Start of SOURCE DATA
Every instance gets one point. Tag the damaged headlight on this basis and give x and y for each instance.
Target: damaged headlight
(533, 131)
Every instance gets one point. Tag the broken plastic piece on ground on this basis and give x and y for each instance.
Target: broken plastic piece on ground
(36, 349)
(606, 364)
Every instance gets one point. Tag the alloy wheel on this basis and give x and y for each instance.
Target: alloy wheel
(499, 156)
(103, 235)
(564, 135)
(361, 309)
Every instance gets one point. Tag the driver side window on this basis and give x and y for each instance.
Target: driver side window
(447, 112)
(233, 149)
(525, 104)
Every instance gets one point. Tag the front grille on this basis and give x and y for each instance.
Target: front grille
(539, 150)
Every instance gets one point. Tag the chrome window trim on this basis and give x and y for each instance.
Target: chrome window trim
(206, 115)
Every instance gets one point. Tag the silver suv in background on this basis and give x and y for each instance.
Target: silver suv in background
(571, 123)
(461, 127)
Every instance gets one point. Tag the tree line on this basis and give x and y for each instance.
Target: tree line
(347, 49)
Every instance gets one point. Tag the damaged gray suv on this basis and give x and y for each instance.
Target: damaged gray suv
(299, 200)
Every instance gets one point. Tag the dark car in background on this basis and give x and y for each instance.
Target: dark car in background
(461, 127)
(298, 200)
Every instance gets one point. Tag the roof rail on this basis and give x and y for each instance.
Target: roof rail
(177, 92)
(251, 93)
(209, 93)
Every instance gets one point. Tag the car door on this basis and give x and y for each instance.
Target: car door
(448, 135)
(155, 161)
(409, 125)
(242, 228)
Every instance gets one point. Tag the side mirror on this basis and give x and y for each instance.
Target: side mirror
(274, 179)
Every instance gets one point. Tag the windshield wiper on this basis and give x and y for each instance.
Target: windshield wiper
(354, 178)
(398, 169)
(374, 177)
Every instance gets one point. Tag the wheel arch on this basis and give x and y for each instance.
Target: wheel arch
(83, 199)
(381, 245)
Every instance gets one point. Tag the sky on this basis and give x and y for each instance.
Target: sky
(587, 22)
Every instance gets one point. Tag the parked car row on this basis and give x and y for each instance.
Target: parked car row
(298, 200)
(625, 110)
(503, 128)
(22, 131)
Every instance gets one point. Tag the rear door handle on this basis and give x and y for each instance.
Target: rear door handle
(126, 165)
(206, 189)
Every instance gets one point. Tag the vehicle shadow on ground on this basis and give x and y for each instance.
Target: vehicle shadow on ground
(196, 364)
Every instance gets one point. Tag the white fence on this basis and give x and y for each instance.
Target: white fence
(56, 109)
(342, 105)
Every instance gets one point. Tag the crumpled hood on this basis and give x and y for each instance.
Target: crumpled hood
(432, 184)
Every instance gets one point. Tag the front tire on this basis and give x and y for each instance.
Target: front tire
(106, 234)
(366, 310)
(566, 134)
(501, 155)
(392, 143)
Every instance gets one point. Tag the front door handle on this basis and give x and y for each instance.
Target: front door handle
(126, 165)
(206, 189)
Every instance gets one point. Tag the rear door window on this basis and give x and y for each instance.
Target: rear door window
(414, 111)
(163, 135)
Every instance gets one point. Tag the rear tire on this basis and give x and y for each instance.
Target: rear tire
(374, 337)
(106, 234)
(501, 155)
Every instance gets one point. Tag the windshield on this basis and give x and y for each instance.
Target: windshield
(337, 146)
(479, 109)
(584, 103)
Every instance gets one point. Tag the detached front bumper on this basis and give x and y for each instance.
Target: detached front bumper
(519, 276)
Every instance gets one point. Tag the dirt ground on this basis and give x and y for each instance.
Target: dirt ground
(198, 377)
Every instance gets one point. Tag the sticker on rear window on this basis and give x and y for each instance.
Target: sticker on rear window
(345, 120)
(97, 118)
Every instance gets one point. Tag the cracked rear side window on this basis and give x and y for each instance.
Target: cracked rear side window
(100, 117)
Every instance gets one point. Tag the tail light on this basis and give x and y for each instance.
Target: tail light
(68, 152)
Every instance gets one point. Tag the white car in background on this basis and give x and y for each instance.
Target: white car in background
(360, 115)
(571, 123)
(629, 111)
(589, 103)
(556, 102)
End of SOURCE DATA
• _YOUR ASSIGNMENT_
Once the line containing "Every instance gets one point. Tag the driver" has been retyped, stop. Begin at the first line of the material and reproduce every line up to it exactly.

• _RESPONSE_
Every instance gets one point. Tag the damaged headlight on this basis and give x and y for each instance.
Target: damaged headlight
(533, 131)
Every instance gets one point. Tag the broken plastic piece on ground on this basis and give x and y for each instance.
Target: broken plastic piece on ground
(36, 349)
(606, 364)
Every instance gets one point. Tag the alloy wheel on this basis and give x and y for each instance.
Target: alloy wheel
(499, 156)
(103, 235)
(564, 135)
(361, 309)
Every instance gets one point. Tag the driver side window on this basis and give x and y for each instance.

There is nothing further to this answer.